## Stated goal
Reproduce the conference session listing on neural network pruning below in full, word for word and without changes.

## Document segment
2.5 Pruning Techniques for Embedded Neural Networks

Time	Label	Presentation Title Authors
11:30	2.5.1	DEEPER WEIGHT PRUNING WITHOUT ACCURACY LOSS IN DEEP NEURAL NETWORKS Speaker: Byungmin Ahn, Seoul National University, KR Authors: Byungmin Ahn and Taewhan Kim, Seoul National University, KR Abstract This work overcomes the inherent limitation of the bit-level weight pruning, that is, the maximal computation speedup is bounded by the total number of non-zero bits of the weights and the bound is invariably considered "uncontrollable" (i.e., constant) for the neural network to be pruned. Precisely, this work, based on the canonical signed digit (CSD) encoding, (1) proposes a transformation technique which converts the two's complement representation of every weight into a set of CSD representations of the minimal or near-minimal number of essential (i.e., non-zero) bits, (2) formulates the problem of selecting CSD representations of weights that maximize the parallelism of bit-level multiplication on the weights into a multi-objective shortest path problem and solves it efficiently using an approximation algorithm, and (3) proposes a supporting novel acceleration architecture with no additional inclusion of non-trivial hardware. Through experiments, it is shown that our proposed approach reduces the number of essential bits by 69% on AlexNet and 74% on VGG-16, by which our accelerator reduces the inference computation time by 47% on AlexNet and 50% on VGG-16 over the conventional bit-level weight pruning. Download Paper (PDF; Only available from the DATE venue WiFi)

## Dataset excerpts
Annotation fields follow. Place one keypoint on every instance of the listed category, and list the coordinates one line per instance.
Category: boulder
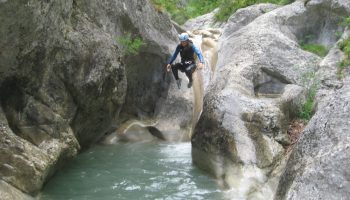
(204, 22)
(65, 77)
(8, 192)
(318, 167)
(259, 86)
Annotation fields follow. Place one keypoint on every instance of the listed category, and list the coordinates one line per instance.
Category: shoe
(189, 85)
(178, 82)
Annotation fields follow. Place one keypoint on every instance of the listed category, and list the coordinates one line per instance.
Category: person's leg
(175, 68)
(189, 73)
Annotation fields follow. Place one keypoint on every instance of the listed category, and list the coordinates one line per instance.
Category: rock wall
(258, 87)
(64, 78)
--
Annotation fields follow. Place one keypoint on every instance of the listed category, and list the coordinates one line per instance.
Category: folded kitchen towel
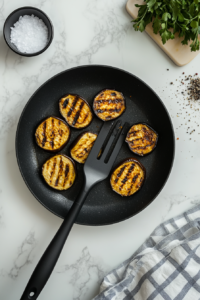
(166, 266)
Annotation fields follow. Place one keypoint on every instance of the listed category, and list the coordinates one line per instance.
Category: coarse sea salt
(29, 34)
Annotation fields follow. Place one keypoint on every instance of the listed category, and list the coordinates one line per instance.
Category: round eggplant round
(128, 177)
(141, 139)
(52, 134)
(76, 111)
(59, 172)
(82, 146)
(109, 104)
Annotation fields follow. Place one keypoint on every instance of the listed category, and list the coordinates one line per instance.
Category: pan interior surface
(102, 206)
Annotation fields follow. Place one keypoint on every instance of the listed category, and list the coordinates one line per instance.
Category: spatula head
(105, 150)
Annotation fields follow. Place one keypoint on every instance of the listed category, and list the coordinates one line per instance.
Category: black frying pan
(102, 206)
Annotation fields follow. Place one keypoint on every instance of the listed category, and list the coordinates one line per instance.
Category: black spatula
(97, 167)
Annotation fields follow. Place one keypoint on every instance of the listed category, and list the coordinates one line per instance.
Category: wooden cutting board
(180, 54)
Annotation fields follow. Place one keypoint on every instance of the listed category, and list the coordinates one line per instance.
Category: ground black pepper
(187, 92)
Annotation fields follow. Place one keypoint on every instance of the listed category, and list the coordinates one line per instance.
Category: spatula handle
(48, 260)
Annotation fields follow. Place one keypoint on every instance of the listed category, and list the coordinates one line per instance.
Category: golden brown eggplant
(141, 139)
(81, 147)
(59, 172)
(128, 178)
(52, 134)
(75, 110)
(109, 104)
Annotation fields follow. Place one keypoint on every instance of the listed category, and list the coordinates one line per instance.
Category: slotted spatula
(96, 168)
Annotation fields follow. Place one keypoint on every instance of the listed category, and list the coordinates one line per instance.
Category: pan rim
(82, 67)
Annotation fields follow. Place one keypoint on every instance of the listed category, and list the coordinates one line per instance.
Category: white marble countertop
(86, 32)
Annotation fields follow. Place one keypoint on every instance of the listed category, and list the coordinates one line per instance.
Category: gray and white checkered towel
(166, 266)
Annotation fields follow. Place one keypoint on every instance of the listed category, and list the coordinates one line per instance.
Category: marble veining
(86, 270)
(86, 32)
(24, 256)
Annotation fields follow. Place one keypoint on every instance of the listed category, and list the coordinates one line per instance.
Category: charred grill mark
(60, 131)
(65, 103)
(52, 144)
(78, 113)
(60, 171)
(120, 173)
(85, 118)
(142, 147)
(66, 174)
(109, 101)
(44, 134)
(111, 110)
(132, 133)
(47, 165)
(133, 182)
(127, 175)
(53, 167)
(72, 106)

## Solution to this exercise
2.5 Pruning Techniques for Embedded Neural Networks

Time	Label	Presentation Title Authors
11:30	2.5.1	DEEPER WEIGHT PRUNING WITHOUT ACCURACY LOSS IN DEEP NEURAL NETWORKS Speaker: Byungmin Ahn, Seoul National University, KR Authors: Byungmin Ahn and Taewhan Kim, Seoul National University, KR Abstract This work overcomes the inherent limitation of the bit-level weight pruning, that is, the maximal computation speedup is bounded by the total number of non-zero bits of the weights and the bound is invariably considered "uncontrollable" (i.e., constant) for the neural network to be pruned. Precisely, this work, based on the canonical signed digit (CSD) encoding, (1) proposes a transformation technique which converts the two's complement representation of every weight into a set of CSD representations of the minimal or near-minimal number of essential (i.e., non-zero) bits, (2) formulates the problem of selecting CSD representations of weights that maximize the parallelism of bit-level multiplication on the weights into a multi-objective shortest path problem and solves it efficiently using an approximation algorithm, and (3) proposes a supporting novel acceleration architecture with no additional inclusion of non-trivial hardware. Through experiments, it is shown that our proposed approach reduces the number of essential bits by 69% on AlexNet and 74% on VGG-16, by which our accelerator reduces the inference computation time by 47% on AlexNet and 50% on VGG-16 over the conventional bit-level weight pruning. Download Paper (PDF; Only available from the DATE venue WiFi)